[THE TASK] Set each entry down exactly as written.

[Point-per-instance localization data]
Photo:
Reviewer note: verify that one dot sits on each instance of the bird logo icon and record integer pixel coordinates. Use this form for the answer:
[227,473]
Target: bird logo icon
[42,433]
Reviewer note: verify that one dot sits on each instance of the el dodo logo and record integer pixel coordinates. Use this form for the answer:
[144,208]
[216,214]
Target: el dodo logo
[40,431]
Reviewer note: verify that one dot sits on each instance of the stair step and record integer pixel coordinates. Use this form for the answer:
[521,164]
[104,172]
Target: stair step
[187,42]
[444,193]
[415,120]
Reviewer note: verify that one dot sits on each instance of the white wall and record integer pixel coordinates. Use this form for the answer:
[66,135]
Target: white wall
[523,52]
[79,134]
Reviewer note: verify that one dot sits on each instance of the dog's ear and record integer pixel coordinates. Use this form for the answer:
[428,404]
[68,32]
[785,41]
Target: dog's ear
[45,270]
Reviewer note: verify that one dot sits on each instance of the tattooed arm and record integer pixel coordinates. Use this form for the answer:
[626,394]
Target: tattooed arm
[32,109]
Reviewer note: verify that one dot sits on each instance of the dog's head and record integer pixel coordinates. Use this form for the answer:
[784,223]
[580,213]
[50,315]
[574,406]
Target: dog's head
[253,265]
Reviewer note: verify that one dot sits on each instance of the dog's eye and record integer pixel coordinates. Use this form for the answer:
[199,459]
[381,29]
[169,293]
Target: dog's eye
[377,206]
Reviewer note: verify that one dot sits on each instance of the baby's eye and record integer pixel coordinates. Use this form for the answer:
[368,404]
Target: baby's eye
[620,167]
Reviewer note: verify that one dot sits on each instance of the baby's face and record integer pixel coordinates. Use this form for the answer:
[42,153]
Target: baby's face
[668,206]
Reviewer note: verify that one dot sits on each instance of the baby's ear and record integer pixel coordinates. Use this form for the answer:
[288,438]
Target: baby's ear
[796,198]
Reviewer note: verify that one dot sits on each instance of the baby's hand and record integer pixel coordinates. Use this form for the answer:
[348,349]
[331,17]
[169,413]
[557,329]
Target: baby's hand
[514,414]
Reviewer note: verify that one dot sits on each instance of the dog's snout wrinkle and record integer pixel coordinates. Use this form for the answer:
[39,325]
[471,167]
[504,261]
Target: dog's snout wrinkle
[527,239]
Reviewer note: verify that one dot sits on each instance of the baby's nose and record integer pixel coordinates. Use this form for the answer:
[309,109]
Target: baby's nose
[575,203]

[SOLUTION]
Photo:
Reviewer note: verify that one dot sits on each instance of the bird logo icon and record integer pixel coordinates. Use this form for the answer:
[227,473]
Target: bird logo icon
[42,433]
Reviewer note: verify that one dot sits on each instance of the el dodo logo and record integer pixel coordinates. Use this form for the answer:
[144,208]
[216,214]
Target: el dodo logo
[40,431]
Reviewer note: verify that one dot sits on each instance of the stair step and record integer pixel coordinates. Use this form for the answer:
[521,164]
[104,172]
Target: stair step
[187,42]
[444,193]
[415,120]
Reviewer note: verify that one dot sits on each instance of the white wall and record integer pixel coordinates. Use this form for the answer:
[66,135]
Target: white wall
[523,52]
[79,134]
Reviewer note: verify that one dot sits on each instance of the dog's ear and record integer pixel coordinates. Use this form for the answer:
[428,404]
[68,32]
[785,41]
Target: dog's ear
[45,270]
Reviewer note: verify that one dot sits on each instance of the tattooed arm and record integer pixel coordinates. Use this form for the answer:
[626,394]
Target: tattooed arm
[32,109]
Reviewer note: verify that one dot sits on each instance of the dog's head and record integer pixel coordinates. Use this form for the answer:
[784,223]
[580,213]
[50,315]
[574,406]
Target: dog's head
[253,265]
Reviewer note: verify that one dot sits on each instance of the dog's eye and record integer pixel coordinates. Use this form for the answer:
[199,459]
[381,29]
[169,293]
Target: dog's eye
[377,206]
Reviewer note: verify that one dot sits on each instance of the baby's eye and record integer pixel coordinates. Use this form for the answer:
[368,404]
Target: baby's eye
[620,167]
Reviewer note: verify that one dot sits on each instance of the baby's face and record integer pixel coordinates. Use this form for the answer:
[42,153]
Target: baby's face
[668,206]
Reviewer note: verify that one dot sits on each instance of the baby's ear and record integer pixel coordinates. Use this form for the answer:
[288,438]
Target: baby's ear
[796,198]
Reviewer note: verify that one dot sits on each instance of the baby's hand and record integer pixel coordinates. Use this form for the answer:
[348,349]
[331,17]
[169,413]
[557,329]
Target: baby's hand
[514,414]
Reviewer note: verify that one dot sits on each instance of the dog's snout wrinkle and record integer pixel coordinates. Use this form for the answer:
[39,325]
[471,167]
[504,261]
Target: dog's snout wrinkle
[527,239]
Reviewer note: verify that one dot sits on each instance of the baby's nose and record integer pixel coordinates. Use this form for the answer:
[309,109]
Target: baby's nose
[575,203]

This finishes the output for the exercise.